Exercise requirements
Give back only the part of the material that starts with the line containing "Trace the outline of every instance of the white" and ends with the line containing "M803 934L803 920L794", both included, with "white road line" swapped for "yellow road line" and everything else left as it is.

Stored records
++++++++

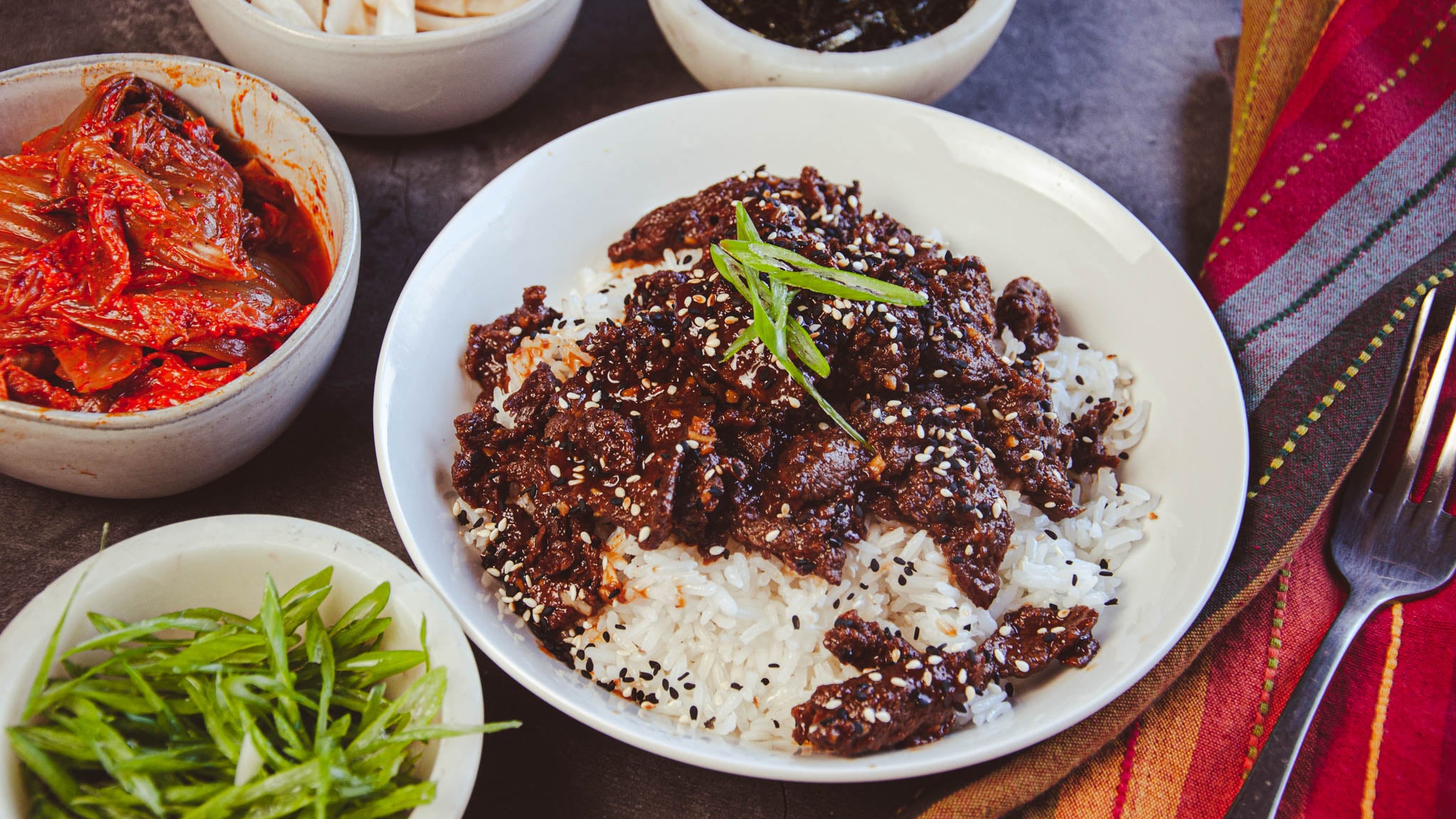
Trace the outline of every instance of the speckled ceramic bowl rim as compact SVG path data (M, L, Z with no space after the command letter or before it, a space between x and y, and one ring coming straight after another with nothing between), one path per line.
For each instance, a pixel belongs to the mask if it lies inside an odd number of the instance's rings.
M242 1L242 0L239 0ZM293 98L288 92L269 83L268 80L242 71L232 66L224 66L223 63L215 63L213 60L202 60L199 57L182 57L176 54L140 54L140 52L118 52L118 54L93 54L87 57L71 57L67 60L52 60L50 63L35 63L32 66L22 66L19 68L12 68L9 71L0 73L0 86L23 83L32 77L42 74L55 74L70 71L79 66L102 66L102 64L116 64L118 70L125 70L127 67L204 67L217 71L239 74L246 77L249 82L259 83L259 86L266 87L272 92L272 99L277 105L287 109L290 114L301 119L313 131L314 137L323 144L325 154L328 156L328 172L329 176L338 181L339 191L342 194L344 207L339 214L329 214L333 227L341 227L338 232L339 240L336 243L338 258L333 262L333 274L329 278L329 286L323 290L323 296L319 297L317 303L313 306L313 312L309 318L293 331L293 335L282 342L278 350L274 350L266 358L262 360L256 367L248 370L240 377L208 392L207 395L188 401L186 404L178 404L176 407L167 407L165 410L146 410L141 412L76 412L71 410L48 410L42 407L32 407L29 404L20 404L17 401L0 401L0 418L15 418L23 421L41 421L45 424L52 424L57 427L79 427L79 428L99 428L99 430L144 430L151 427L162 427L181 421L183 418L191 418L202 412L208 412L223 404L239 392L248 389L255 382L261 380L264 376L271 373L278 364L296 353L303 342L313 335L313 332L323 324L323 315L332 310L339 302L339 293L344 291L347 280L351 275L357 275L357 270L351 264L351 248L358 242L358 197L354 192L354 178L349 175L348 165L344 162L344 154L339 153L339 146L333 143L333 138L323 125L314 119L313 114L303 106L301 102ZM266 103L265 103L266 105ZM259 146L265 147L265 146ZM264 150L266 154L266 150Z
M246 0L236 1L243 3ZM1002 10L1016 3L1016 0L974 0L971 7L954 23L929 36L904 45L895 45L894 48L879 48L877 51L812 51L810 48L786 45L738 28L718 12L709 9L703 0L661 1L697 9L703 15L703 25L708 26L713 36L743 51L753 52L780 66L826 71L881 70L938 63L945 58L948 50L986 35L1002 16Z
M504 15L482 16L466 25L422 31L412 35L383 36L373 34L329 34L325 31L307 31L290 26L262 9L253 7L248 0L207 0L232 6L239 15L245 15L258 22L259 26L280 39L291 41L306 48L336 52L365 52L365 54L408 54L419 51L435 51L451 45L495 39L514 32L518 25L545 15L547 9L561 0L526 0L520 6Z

++++++++

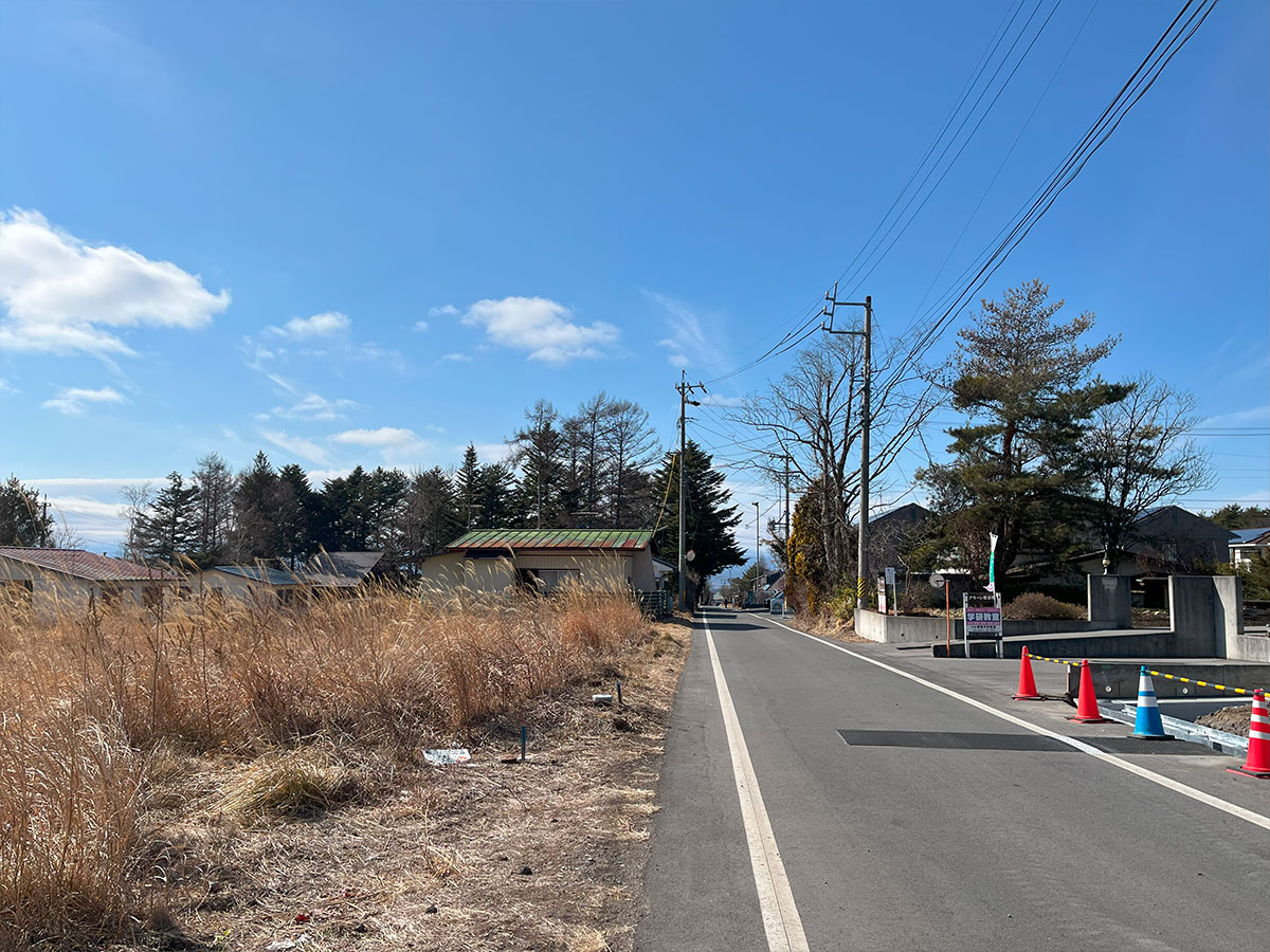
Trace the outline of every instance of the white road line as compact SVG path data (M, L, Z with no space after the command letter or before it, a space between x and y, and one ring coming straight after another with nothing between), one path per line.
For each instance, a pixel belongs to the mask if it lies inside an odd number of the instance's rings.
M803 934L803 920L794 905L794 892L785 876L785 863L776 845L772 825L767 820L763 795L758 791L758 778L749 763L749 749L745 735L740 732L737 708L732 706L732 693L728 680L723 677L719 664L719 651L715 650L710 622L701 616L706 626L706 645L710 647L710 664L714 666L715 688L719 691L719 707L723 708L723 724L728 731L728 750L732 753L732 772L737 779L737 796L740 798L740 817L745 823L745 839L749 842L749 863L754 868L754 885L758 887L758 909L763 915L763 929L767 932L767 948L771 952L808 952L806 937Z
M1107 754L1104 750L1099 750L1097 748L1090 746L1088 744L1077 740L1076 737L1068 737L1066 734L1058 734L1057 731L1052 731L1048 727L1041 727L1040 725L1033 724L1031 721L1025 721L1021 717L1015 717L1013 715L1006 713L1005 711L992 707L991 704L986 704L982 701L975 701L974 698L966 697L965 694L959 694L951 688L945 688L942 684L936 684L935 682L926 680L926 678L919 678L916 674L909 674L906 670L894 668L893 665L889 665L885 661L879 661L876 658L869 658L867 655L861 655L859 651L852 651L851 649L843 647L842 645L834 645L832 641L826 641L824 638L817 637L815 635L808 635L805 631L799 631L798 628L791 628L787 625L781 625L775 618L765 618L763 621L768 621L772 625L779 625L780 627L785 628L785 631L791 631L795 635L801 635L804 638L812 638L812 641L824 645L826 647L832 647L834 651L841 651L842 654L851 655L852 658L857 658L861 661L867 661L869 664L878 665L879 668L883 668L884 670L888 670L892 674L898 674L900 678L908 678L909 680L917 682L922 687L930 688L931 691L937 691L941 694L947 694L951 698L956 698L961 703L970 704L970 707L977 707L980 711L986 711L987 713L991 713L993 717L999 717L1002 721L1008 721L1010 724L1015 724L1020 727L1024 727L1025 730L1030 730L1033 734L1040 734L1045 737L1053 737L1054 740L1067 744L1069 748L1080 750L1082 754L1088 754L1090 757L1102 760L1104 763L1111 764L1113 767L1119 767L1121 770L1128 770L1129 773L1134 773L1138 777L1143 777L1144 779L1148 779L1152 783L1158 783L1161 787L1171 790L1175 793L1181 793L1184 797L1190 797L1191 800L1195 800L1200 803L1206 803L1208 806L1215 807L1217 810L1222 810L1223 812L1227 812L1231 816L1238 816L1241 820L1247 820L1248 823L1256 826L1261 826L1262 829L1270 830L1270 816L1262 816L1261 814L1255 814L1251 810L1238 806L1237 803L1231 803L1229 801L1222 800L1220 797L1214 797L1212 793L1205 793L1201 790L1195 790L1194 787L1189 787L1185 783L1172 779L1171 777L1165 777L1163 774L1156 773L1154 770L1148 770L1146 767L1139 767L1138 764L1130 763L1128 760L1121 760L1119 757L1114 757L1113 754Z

++++++++

Correct result
Trace the outline of every instance of the yellow road line as compact SVG path data (M, L, Z with no space after the command letter or before it, a space between x and y, and one ring coming straight after another with nothing between), one path per line.
For each instance, a pixel belongs to the mask if it lies inside an odd number of the instance's rings.
M803 934L803 920L794 905L794 892L785 876L785 863L776 845L772 825L767 820L763 795L758 791L758 778L749 763L749 749L745 735L740 732L737 708L732 706L732 693L728 680L723 677L719 664L719 651L715 650L710 622L701 616L706 626L706 645L710 647L710 664L714 666L715 688L719 691L719 707L723 708L723 724L728 731L728 750L732 753L732 772L737 779L737 796L740 798L740 817L745 823L745 839L749 842L749 863L754 868L754 885L758 887L758 909L763 915L763 929L767 932L767 948L771 952L808 952L806 937Z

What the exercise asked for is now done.